Lines below that include "query" are the answer; copy each one.
*** Opening of Dataset excerpts ***
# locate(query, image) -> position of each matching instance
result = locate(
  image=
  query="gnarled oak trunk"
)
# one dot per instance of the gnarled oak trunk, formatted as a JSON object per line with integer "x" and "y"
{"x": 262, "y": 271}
*** Close of Dataset excerpts ***
• _Answer space_
# locate(query, image) -> position of each matching instance
  query="gnarled oak trunk"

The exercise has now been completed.